What the task asks: Below are entries; copy exactly the lines from the one with "box player in navy jersey running" through the one with "box stadium roof edge", both included, and leave out the rest.

(Images for object localization)

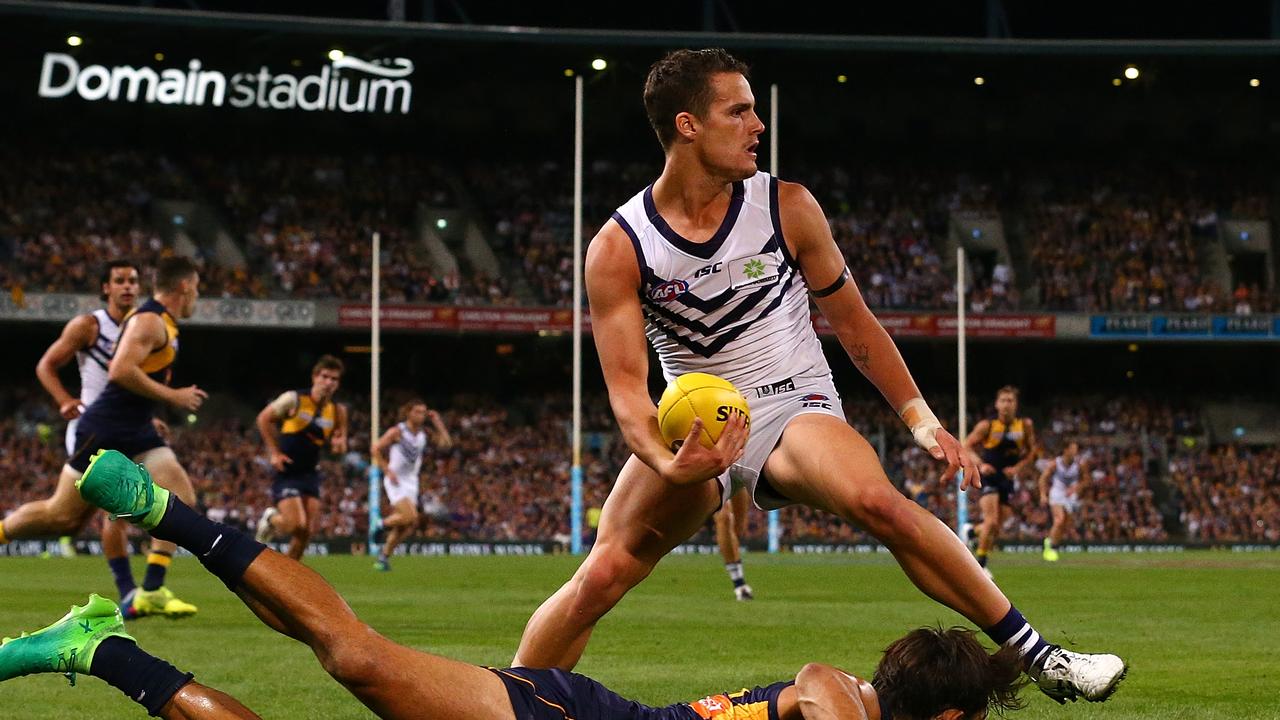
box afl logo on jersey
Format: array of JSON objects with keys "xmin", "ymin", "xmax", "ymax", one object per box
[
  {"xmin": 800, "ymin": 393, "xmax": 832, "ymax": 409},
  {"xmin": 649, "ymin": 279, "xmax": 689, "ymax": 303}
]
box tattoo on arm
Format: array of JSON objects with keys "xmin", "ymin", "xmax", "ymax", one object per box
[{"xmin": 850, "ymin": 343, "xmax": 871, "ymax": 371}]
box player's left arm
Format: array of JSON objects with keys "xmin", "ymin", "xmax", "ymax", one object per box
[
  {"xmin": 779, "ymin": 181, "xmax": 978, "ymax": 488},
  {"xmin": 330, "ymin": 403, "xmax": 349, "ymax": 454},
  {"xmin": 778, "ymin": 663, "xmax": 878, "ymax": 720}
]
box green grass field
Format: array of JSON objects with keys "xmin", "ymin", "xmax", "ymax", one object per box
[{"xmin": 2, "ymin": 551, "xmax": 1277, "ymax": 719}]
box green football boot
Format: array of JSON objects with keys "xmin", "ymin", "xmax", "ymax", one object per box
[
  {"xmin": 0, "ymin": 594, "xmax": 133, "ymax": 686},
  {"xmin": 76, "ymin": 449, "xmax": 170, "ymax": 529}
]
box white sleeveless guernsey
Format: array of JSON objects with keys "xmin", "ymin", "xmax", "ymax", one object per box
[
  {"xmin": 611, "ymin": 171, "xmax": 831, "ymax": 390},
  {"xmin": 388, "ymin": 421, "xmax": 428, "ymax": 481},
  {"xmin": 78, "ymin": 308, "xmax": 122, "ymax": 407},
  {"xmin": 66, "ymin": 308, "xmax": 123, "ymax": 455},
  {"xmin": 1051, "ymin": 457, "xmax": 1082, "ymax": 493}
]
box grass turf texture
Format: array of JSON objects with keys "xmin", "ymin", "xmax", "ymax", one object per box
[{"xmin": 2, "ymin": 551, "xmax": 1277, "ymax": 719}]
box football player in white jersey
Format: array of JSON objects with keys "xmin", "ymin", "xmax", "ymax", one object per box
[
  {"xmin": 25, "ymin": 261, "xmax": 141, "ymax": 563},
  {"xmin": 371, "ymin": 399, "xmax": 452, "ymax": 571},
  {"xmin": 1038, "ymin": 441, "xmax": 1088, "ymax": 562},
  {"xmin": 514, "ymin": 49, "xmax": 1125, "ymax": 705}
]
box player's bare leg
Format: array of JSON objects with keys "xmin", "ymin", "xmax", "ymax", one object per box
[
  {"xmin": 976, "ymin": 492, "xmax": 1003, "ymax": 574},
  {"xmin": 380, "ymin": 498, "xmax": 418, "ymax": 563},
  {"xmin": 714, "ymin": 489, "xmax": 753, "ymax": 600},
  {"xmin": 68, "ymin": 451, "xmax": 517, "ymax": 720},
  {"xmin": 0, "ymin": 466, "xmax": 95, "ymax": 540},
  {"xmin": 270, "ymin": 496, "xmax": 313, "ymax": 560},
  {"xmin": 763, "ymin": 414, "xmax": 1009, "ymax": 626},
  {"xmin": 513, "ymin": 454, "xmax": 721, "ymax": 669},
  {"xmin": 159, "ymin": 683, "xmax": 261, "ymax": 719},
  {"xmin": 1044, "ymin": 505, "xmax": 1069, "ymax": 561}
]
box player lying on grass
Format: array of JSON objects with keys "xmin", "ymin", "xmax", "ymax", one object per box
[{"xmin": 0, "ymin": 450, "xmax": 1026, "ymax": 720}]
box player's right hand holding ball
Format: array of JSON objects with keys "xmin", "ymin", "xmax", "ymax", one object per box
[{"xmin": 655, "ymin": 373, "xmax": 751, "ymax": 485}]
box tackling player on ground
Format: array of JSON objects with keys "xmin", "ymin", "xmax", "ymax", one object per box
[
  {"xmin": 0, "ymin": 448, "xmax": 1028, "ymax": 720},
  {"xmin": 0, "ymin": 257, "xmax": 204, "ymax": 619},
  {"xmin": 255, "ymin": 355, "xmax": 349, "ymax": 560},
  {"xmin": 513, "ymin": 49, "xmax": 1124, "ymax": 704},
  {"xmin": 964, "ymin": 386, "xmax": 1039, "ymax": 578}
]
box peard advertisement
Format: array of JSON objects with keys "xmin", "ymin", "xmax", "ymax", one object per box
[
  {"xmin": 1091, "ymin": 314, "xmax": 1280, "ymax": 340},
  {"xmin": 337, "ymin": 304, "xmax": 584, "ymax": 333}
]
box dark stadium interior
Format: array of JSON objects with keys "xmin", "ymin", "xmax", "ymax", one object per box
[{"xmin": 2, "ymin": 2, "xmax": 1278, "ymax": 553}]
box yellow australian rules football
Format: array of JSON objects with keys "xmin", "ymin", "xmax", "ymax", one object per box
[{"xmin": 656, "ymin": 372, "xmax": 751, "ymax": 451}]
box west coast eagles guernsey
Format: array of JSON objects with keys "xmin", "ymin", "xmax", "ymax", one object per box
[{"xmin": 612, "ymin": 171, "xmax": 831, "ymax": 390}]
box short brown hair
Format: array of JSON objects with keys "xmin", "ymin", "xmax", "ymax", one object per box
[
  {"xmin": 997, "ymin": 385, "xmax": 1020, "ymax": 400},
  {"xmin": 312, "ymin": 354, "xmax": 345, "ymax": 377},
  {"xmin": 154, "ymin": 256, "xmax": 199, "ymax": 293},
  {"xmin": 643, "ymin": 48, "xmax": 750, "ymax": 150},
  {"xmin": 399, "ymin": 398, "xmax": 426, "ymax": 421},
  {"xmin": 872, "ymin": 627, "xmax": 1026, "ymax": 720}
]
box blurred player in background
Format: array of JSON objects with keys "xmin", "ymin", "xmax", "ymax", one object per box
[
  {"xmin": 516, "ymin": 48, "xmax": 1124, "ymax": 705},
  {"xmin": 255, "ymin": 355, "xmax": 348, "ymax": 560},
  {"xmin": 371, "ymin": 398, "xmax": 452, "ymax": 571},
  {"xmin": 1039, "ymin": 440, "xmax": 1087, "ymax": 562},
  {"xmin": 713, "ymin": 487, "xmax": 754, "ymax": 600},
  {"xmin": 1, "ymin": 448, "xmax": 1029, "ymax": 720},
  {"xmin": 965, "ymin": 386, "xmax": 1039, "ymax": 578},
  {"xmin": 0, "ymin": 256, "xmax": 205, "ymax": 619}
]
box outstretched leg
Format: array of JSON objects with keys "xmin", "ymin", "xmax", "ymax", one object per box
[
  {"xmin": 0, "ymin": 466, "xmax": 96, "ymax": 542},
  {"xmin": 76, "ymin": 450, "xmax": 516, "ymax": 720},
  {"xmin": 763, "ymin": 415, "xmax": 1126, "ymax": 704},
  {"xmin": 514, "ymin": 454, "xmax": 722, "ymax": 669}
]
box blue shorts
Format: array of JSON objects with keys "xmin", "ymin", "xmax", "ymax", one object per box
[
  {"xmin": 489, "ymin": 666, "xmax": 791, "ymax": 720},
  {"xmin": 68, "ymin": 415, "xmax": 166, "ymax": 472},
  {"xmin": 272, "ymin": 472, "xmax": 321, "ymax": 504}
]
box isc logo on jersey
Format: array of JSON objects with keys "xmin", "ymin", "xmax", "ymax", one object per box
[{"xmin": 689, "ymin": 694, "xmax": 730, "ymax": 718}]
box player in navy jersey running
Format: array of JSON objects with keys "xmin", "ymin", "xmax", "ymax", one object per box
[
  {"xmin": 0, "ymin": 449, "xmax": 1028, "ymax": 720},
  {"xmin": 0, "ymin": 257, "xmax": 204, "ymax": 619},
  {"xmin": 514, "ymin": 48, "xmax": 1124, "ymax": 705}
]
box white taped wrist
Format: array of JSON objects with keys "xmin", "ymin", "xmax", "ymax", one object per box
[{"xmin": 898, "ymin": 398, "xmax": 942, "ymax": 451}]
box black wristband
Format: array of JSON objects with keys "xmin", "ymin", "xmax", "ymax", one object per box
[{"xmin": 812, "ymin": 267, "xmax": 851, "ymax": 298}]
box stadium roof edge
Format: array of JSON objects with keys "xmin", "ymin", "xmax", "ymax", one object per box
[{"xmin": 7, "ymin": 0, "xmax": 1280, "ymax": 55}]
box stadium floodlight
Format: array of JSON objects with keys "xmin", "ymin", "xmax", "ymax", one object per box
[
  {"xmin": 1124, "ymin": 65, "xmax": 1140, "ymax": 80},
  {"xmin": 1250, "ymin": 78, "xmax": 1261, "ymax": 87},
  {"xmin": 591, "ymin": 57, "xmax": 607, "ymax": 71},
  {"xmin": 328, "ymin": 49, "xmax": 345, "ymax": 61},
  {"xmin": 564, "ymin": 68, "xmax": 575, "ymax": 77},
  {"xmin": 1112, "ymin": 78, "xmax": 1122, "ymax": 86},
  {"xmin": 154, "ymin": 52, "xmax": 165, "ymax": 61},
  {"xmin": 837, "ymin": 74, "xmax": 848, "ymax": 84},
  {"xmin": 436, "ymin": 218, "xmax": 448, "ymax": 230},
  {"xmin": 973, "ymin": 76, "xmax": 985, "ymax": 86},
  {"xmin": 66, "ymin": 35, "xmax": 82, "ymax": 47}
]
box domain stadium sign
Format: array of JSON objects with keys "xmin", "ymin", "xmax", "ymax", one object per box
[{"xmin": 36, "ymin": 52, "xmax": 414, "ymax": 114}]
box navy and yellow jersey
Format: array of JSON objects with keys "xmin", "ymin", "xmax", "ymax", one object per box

Exercise answer:
box player in navy jersey running
Format: array of JSON objects with keys "xmin", "ymin", "xmax", "ymax", one object per box
[
  {"xmin": 0, "ymin": 449, "xmax": 1028, "ymax": 720},
  {"xmin": 0, "ymin": 257, "xmax": 204, "ymax": 619},
  {"xmin": 514, "ymin": 48, "xmax": 1124, "ymax": 705}
]
box white taped wrist
Format: array of JSON objects with keys "xmin", "ymin", "xmax", "ymax", one object per box
[{"xmin": 898, "ymin": 398, "xmax": 942, "ymax": 451}]
box black wristband
Format: array of JSON objects with keys "xmin", "ymin", "xmax", "ymax", one object per box
[{"xmin": 812, "ymin": 267, "xmax": 851, "ymax": 298}]
box stadium roof edge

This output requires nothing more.